JERUSALEM (JTA) — Here are some stories out of Israel that you may have missed:
A better bomb shelter app
An app that helps Israelis locate the nearest bomb shelter was updated in response to the civil war in Syria.
The Merkhav Mugan app had been launched six months ago for southern Israelis being bombarded by rockets from the Gaza Strip. Now, with the Syrian unrest spilling over the border into northern Israel, the app will include all secure bomb shelters and areas throughout Israel, the Tazpit News Agency reported.
In addition, anyone can add information about shelters and secure spaces that do not appear on the app.
The GPS-based app, whcih was developed by the Israeli smartphone application development company i-Apps, also helps users find the fastest route to a bomb shelter, according to Tazpit.
Life behind the stethoscope
Move over "Grey’s Anatomy," an Israeli reality series set in a Tel Aviv hospital is providing a look at life through the eyes of overworked and overtired doctors.
“Ichilov” follows the doctors from several wards at Ichilov Hospital as they care for patients.
The series, which took two years to film, is airing on the Yes Doco channel, a satellite television station.
“The idea was to tell a story through doctors’ eyes. A story experienced over their shoulders, through their eyes, through their experiences,” Israeli filmmaker Ruthie Shatz told Haaretz. "We wanted to show what it’s like to be a surgeon and the burden one carries after picking inside human bodies all day long.
"One must deal with these changes, between looking a person in the eye and being human and compassionate and being focused enough to save his live. If you’re not the best at this job, you cannot continue doing it.”
Shatz and her partner, movie director Adi Barash, decided to tackle the documentary series after Shatz and her mother were patients at Ichilov Hospital. Shatz’s mother had cancer and died, while Shatz suffered from complications of pregnancy.
Ice City is way cool in Jerusalem
Jerusalemites and visitors to the city have a place to chill — at least until the end of the month.
The Jerusalem Ice City Festival, housed in the city’s old train station, features an ice world with sculptures, a bar, and large-scale models of Jerusalem and landmarks of other world cities. Fairy tales and Bible stories also are illustrated in ice.

[Dataset excerpts]
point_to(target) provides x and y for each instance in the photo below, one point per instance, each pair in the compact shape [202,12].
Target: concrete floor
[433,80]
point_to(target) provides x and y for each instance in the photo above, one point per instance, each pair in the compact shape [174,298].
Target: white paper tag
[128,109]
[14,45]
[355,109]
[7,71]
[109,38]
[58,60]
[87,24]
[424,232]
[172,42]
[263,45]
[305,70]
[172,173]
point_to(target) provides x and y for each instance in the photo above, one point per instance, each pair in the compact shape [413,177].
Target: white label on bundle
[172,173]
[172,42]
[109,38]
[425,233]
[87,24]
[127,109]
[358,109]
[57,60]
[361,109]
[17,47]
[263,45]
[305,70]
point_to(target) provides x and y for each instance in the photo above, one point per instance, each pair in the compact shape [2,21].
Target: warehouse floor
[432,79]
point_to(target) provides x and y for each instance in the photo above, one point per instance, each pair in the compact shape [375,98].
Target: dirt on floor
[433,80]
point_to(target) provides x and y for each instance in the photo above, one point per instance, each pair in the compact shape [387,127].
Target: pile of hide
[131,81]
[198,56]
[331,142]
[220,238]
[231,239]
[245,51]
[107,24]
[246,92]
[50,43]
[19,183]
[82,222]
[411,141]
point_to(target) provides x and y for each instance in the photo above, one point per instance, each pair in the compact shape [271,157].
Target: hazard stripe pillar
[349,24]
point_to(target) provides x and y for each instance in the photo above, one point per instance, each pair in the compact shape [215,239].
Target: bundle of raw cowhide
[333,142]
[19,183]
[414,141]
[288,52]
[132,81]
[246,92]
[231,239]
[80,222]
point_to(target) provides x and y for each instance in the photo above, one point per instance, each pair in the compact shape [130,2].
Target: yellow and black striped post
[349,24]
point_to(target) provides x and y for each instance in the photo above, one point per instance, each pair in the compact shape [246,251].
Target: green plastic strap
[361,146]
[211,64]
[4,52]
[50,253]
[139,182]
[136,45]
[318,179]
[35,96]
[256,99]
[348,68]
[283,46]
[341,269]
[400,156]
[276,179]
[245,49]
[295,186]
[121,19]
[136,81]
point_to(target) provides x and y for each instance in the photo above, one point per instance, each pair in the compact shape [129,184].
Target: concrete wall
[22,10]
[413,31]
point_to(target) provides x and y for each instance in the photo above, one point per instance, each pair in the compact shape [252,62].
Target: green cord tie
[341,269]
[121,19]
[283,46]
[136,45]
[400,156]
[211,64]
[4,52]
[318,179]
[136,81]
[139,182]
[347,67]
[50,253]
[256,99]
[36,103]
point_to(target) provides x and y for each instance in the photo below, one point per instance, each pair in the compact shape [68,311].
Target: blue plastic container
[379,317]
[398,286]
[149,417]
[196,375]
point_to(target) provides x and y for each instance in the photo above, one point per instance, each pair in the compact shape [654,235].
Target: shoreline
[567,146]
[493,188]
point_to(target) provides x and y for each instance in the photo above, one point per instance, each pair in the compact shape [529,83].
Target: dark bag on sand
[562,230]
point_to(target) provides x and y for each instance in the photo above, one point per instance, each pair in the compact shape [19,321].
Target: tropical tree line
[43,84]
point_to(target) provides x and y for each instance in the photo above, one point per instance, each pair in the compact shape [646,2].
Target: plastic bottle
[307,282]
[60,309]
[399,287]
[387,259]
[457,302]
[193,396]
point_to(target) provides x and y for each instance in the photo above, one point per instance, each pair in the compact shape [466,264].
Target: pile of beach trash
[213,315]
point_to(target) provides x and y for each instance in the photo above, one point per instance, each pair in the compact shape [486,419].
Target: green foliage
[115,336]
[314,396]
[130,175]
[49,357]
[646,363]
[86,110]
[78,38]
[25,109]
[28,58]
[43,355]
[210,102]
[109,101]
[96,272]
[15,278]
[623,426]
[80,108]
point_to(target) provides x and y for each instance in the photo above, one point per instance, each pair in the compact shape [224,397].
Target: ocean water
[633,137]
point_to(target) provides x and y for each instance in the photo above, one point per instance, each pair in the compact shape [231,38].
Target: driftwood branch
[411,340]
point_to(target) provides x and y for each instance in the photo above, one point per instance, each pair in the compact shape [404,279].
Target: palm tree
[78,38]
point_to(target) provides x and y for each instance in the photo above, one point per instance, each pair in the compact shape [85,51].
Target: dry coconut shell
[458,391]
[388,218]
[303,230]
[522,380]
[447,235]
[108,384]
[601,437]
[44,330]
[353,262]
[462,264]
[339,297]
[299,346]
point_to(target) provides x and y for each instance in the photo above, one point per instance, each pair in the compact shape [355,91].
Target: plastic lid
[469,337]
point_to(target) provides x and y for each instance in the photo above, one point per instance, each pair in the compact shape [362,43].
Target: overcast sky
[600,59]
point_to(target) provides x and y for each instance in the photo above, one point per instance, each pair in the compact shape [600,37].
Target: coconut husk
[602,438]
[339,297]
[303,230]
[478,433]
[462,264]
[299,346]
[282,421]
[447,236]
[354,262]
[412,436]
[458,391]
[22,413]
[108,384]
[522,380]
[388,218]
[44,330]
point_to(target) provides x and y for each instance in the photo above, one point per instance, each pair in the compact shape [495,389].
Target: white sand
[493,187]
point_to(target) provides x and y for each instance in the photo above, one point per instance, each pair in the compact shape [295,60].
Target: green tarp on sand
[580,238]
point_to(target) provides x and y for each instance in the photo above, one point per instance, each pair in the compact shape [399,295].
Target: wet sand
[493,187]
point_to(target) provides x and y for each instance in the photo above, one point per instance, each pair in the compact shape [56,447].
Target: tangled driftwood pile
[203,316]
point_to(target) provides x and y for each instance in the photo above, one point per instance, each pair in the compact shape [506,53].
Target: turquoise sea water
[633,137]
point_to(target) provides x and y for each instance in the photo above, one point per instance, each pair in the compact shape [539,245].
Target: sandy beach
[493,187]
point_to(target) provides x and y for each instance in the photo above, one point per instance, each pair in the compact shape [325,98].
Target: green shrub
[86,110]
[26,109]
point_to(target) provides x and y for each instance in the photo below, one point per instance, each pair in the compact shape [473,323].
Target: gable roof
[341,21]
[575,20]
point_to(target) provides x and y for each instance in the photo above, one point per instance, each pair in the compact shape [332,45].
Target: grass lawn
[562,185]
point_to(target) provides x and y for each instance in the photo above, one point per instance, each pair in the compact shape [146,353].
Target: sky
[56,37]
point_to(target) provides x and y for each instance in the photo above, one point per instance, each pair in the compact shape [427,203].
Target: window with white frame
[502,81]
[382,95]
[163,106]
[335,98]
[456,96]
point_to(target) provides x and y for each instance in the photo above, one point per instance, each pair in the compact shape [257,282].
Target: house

Questions on the material:
A - According to the news roundup, how long did it take to film the series "Ichilov"?
B - Write what comes next in the news roundup, picking up right after its last sentence.
You don't need the entries for anything here.

Results for each task:
A - It took two years to film.

B -
The second annual festival, which closes at the end of April following a run of more than two months, is part of a cultural exchange with China. The Great Wall of China also is prominently featured in the display, according to Ynet.
Two million pounds of ice were used to create the ice city using special equipment brought from China. It took 30 people to make the displays.
With temperatures in Jerusalem rising in recent weeks to the 90s, it’s a wonder the ice city has not melted away.
Ang Lee doing TV
Academy Award-winning director Ang Lee will tackle television for the first time, directing a pilot for a show written by the Israeli writer who created the popular drama "Homeland."
Gidi Raff’s pilot for "Tyrant," about an American family caught up in a Middle East country, was picked up by the FX cable channel. FX announced last month that Lee will direct the pilot this summer.
It is Lee’s first project since the "Life of Pi," Reuters reported — Lee won the Oscar for best director.
The Israeli TV network Keshet is collaborating on the series.
New Chevy unwelcome in Israel
The new Chevy SS is off-limits here because of its name.
The Nazi Schutzstaffel, or SS, was a German paramilitary group during World War II. SS in the case of the General Motors’ car stands for Super Sport.
According to the Hebrew daily Yediot Achronot, the General Motors model will not be imported to Israel due to Jewish sensibilities.
Chevrolet spokesman Michael Albano told FoxNews.com that " Chevrolet has no plans to export the SS to Israel.” So there.